Non è per niente corretto che io sappia, tune2fs infatti opera solo su ext2.

Che io sappia non c'è un metodo "diretto" per operare la conversione, mi sa che l'unico modo è trasferire via i files, formattare in ext3 e pomparci dentro i files nuovamente.

----------

## fatez

eh.. ma li ci sta il sistema operativo

...

copiando i file. di sicuro si perdono i peremessi o succede qualcosa

----------

## Benve

 *fatez wrote:*   

> eh.. ma li ci sta il sistema operativo
> 
> ...
> 
> copiando i file. di sicuro si perdono i peremessi o succede qualcosa

 

Io ho copiato tutta /usr circa 6 mesi fa e fino ad ora non a dato problemi

Ho usato cp -a

----------

## bsolar

 *fatez wrote:*   

> eh.. ma li ci sta il sistema operativo
> 
> ...

# Dati mostrati
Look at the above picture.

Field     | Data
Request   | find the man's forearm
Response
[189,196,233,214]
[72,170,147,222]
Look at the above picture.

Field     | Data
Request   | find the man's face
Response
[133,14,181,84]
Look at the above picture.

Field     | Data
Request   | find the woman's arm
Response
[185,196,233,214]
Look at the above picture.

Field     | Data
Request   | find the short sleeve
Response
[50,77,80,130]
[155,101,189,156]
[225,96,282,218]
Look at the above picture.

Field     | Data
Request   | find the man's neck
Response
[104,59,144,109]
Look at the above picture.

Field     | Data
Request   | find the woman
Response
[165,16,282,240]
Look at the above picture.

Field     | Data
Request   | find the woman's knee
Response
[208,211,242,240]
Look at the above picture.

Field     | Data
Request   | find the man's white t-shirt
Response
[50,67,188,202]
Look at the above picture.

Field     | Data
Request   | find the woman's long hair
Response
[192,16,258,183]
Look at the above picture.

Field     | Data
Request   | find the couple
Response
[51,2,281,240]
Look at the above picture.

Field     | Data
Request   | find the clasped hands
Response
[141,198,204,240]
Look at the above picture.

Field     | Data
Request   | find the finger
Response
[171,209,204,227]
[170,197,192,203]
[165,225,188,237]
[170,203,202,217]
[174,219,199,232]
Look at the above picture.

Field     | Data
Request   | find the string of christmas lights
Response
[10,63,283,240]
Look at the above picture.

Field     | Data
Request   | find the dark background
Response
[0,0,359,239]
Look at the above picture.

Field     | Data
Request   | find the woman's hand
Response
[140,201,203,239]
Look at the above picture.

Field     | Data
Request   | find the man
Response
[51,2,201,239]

* * *

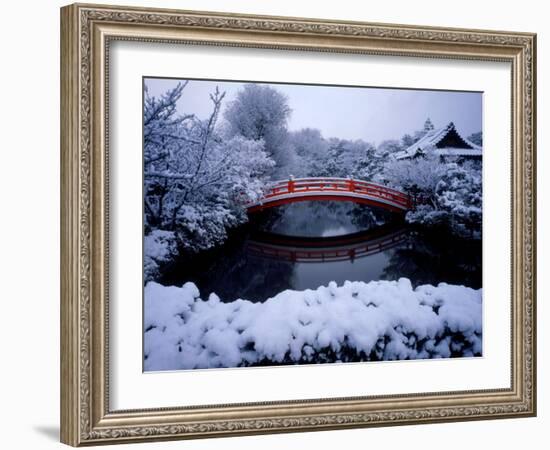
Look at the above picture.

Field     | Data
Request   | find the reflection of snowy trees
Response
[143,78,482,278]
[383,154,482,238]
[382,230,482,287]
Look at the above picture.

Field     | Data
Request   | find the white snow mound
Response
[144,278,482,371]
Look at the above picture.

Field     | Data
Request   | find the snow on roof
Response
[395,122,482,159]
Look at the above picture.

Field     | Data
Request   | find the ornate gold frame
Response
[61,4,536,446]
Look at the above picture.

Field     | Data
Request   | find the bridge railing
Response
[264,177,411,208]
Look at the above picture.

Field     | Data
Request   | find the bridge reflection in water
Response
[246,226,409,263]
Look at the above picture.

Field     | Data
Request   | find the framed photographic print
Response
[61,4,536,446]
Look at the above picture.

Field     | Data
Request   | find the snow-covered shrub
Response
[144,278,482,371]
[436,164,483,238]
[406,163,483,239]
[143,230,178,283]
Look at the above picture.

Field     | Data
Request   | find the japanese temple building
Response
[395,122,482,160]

# Compito
Traduci in inglese questa frase del brano scelto: «Che io sappia non c'è un metodo "diretto" per operare la conversione, mi sa che l'unico modo è trasferire via i files, formattare in ext3 e pomparci dentro i files nuovamente.»

# Risposta scritta
As far as I know, there is no "direct" method to carry out the conversion; I think the only way is to move the files off, format as ext3, and pump the files back in again.